-------- Records provided

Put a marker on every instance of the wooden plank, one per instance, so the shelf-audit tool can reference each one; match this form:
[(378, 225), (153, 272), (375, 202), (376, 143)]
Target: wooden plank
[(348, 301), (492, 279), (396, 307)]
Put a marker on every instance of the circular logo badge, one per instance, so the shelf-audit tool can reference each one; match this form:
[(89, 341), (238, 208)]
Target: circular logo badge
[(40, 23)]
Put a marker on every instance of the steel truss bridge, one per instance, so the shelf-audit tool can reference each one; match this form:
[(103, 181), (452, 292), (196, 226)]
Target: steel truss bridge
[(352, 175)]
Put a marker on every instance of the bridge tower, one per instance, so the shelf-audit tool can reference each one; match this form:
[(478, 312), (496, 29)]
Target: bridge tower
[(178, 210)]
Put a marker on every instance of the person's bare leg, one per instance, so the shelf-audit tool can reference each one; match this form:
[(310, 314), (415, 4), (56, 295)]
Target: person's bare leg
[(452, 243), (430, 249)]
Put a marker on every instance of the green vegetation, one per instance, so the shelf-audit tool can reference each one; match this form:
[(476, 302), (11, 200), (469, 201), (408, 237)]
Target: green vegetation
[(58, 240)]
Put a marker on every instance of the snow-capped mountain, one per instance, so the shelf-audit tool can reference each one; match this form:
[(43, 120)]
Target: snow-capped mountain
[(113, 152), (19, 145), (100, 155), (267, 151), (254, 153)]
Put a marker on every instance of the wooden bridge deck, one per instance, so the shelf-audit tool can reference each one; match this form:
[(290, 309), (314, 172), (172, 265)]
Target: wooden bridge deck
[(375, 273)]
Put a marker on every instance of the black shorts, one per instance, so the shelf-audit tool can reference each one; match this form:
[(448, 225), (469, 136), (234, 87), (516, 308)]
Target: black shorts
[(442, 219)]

----------------
-------- Records provided

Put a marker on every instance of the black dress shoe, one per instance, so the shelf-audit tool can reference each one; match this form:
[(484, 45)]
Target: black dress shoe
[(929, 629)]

----------------
-------- Records provided

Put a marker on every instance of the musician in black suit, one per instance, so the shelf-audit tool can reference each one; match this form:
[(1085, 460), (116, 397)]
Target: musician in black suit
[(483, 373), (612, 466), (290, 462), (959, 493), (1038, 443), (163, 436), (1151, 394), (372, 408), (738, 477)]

----------------

• **Exercise task**:
Format everything in the listing from the line containing "Put a marker on every instance of the snow-capped" down to the line containing "[(442, 219)]" as a numbered list, leaving out any blank lines.

• **Answer**:
1. Put a marker on every instance of the snow-capped mountain, one per instance, so the shelf-audit tool can reference each one; match this form:
2. [(43, 120)]
3. Target: snow-capped mountain
4. [(113, 152), (19, 145), (100, 155), (267, 151), (254, 153)]
5. Put a marker on every instance of the wooden bridge deck, one per instance, so the shelf-audit tool can reference each one; match this form:
6. [(290, 309), (314, 172), (172, 265)]
7. Target: wooden bridge deck
8. [(375, 273)]
9. Put a marker on every instance of the black shorts, one per instance, so the shelf-audit tool can reference each one; match this form:
10. [(448, 225), (469, 136), (234, 87), (516, 308)]
11. Target: black shorts
12. [(442, 219)]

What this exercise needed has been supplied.